Check the material that follows and say how many lines include the string "white", giving the number alone.

Task inputs: Begin

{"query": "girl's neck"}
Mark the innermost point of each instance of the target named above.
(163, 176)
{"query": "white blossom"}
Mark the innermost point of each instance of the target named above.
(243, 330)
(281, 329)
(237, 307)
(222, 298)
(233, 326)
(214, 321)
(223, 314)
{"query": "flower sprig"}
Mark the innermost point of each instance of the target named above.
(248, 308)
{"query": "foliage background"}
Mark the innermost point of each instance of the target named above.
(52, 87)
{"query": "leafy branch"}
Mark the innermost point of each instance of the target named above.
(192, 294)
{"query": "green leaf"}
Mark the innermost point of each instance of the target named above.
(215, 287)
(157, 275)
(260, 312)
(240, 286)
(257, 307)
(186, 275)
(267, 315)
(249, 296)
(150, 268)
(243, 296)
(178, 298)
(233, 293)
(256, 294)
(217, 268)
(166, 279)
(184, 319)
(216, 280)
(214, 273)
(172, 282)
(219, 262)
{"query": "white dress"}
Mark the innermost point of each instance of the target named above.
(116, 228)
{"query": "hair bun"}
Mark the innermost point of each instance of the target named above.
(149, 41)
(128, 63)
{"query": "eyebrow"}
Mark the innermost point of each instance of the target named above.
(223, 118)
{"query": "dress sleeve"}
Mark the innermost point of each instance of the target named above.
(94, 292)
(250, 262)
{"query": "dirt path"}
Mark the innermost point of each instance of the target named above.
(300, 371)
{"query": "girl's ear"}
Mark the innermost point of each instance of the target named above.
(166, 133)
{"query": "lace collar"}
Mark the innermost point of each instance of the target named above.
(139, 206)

Task inputs: End

## Reply to the exercise
2